**DIRECTIONS FOR THIS TASK**
Render everything from the item containing "Task: for the greenhouse-bench survey, tag the boy's" down to the last item below as a two-column CSV with the columns item_text and answer, one row per item, with each field in double quotes and its line breaks replaced by spaces. Leave the pictures out of the CSV.
########
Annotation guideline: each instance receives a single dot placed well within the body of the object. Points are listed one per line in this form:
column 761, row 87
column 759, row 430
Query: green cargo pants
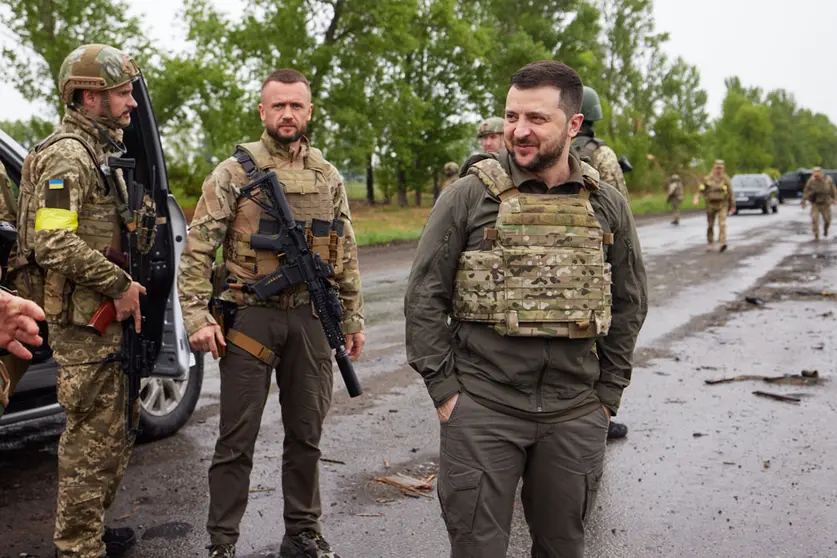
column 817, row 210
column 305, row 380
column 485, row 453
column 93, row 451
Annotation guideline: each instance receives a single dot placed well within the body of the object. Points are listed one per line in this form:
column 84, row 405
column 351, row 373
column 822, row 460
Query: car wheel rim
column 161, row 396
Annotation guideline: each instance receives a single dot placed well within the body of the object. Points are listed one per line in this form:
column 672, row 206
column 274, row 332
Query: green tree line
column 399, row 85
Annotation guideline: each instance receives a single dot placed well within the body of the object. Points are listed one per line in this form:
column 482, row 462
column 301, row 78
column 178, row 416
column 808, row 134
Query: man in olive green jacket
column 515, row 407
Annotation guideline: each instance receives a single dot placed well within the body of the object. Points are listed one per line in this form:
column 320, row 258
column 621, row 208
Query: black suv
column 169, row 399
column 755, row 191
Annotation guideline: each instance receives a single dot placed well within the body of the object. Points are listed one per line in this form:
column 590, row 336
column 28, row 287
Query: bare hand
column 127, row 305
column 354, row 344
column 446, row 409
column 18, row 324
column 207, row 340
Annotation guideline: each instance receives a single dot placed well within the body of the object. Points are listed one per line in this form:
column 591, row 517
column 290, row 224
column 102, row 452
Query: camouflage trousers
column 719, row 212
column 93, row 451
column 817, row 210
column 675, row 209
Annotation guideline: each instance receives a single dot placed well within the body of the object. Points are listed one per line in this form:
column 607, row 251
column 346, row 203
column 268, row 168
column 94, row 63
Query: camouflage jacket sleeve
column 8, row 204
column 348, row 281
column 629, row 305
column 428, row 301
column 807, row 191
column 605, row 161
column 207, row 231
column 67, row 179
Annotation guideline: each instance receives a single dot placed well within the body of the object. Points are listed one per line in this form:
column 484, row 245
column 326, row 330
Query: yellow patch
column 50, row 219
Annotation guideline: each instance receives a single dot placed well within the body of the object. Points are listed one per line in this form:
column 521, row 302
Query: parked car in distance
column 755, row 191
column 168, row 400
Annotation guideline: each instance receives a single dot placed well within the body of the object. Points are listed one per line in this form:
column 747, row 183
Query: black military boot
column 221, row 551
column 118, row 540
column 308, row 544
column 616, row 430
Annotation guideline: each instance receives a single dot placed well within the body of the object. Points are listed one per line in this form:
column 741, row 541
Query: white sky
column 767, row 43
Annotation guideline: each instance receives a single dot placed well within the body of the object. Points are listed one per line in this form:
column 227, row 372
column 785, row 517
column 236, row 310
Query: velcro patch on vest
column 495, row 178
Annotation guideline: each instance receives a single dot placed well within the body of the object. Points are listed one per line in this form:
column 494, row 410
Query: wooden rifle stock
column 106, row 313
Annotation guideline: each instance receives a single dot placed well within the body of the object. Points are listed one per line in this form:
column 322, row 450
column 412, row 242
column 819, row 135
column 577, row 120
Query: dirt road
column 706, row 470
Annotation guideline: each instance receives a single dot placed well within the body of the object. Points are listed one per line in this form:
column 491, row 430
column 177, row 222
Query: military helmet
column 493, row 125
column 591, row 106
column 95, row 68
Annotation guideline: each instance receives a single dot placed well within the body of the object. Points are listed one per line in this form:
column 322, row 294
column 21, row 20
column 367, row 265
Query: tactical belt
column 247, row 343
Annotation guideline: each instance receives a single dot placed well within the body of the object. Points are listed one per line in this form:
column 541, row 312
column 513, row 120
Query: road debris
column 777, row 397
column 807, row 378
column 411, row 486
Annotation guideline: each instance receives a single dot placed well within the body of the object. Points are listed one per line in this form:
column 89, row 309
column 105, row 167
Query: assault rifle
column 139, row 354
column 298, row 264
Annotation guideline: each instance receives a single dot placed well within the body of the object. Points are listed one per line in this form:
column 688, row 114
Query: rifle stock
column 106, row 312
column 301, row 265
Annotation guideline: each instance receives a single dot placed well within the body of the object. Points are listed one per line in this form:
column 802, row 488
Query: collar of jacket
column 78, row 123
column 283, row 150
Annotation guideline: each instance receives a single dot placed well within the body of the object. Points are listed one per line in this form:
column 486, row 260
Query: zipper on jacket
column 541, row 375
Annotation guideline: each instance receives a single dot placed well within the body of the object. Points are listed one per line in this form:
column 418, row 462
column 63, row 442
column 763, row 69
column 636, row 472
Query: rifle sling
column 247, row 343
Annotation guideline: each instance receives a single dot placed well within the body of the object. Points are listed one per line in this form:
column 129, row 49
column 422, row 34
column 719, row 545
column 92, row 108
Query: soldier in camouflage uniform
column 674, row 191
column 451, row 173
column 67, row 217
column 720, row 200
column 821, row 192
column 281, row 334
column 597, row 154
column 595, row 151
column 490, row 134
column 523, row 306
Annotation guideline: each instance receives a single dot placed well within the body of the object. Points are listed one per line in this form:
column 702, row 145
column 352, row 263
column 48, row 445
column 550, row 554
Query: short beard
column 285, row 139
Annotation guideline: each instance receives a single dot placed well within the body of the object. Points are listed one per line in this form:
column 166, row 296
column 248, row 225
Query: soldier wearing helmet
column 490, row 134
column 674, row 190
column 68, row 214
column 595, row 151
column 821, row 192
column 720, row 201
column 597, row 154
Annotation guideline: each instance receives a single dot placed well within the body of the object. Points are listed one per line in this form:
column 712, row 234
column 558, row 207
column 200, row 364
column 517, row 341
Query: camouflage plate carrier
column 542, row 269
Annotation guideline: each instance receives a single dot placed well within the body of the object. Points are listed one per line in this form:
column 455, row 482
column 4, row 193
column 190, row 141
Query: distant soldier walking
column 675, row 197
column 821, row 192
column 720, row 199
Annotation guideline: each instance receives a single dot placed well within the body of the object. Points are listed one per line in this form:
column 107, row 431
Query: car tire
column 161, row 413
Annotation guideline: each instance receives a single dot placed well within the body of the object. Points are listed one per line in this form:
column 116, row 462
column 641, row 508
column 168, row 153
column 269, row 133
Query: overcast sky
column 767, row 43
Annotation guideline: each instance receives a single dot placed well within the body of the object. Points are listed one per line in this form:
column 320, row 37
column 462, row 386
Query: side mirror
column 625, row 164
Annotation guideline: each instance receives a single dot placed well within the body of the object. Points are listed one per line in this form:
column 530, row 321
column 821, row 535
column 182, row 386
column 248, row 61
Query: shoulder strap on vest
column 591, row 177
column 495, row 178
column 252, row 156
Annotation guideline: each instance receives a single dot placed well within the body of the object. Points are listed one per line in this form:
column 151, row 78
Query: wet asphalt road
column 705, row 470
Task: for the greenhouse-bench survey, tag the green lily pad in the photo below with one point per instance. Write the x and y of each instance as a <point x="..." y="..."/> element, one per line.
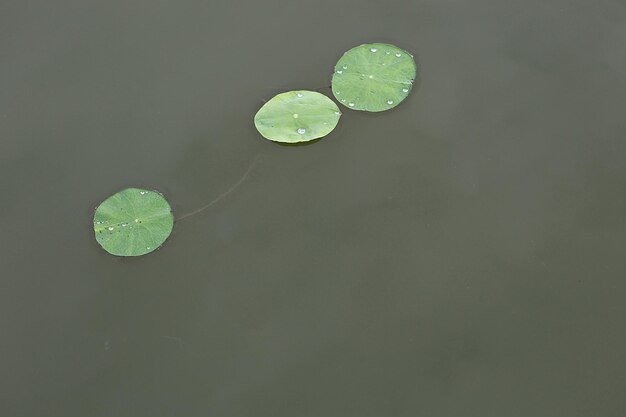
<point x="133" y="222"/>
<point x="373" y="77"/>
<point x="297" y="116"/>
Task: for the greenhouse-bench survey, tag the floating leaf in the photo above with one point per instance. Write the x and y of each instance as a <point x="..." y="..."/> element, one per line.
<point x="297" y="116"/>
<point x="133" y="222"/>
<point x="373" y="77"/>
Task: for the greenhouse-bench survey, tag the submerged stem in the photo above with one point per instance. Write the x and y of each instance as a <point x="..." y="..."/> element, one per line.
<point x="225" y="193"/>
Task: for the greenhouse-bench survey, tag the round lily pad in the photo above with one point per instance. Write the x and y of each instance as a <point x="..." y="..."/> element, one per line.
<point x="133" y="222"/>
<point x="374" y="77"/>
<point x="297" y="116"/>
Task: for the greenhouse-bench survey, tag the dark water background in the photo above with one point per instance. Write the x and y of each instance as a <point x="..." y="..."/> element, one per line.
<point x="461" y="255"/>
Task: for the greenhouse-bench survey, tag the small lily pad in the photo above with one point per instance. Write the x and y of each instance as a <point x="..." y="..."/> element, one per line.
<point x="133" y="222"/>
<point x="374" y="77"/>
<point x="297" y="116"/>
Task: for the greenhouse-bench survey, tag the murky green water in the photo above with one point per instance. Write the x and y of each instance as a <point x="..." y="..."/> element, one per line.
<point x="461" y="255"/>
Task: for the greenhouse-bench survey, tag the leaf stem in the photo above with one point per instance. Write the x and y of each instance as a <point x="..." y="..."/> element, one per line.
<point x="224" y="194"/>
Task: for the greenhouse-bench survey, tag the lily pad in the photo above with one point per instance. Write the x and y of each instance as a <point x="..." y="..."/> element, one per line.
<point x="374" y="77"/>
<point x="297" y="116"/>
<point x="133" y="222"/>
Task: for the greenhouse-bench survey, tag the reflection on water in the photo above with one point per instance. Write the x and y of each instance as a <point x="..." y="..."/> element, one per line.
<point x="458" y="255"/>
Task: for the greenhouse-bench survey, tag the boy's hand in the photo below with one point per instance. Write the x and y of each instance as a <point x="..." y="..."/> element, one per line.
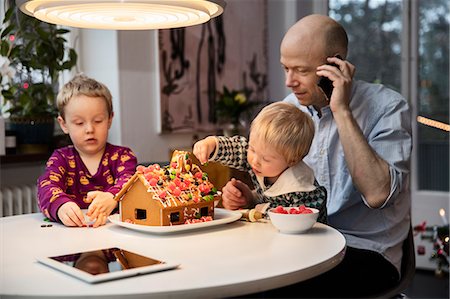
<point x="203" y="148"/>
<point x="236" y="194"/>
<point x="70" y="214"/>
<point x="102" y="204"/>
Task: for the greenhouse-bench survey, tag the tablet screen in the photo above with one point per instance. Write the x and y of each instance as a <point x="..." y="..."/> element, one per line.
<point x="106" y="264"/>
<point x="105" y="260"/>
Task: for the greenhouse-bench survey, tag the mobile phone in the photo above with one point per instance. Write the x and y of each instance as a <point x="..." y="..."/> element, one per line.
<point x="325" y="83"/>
########
**TASK ANSWER**
item_text,answer
"Task: for the greenhouse-bench survey, tag the boy's hand in the photo below with one point per instance. Write the x and y of each instance as a <point x=""..."" y=""...""/> element, one per line.","<point x=""203"" y=""148""/> <point x=""236"" y=""194""/> <point x=""70"" y=""214""/> <point x=""102"" y=""204""/>"
"Task: for the greenhouse-bench survey, tag the tablet screen in the photo above with one point per instance. Write the x and y of each instance as a <point x=""..."" y=""...""/> element, one per line.","<point x=""106"" y=""264""/> <point x=""105"" y=""260""/>"
"Task: for the greenhouse-bench survey, tag the mobile phone in the photo above with one point per instance. Write the x and y of each instance as a <point x=""..."" y=""...""/> element, one per line.","<point x=""325"" y=""83""/>"